__GIVEN PROBLEM__. Format the listing below as a numbered list of its lines, skipping any blank lines. Leave the pictures out of your answer.

# Start of ENTRIES SHOWN

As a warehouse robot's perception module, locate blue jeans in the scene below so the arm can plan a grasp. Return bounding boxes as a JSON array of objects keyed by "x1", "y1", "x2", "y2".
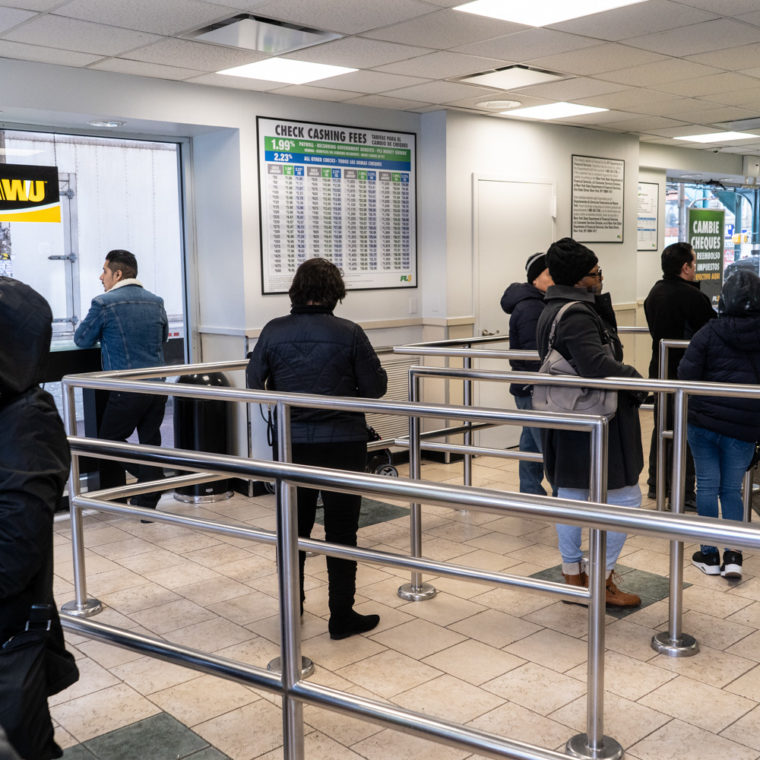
[
  {"x1": 686, "y1": 425, "x2": 755, "y2": 554},
  {"x1": 515, "y1": 396, "x2": 546, "y2": 496},
  {"x1": 555, "y1": 483, "x2": 641, "y2": 572}
]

# End of ENTRIES SHOWN

__COMPLETE RESPONSE__.
1. As a warehouse robot's perception module, locate blue jeans in the scene below so the arm can plan a grasp. Return bounding boxes as a JSON array of objects keyed by "x1", "y1", "x2", "y2".
2. [
3.   {"x1": 686, "y1": 425, "x2": 755, "y2": 554},
4.   {"x1": 515, "y1": 396, "x2": 546, "y2": 496},
5.   {"x1": 555, "y1": 483, "x2": 641, "y2": 572}
6. ]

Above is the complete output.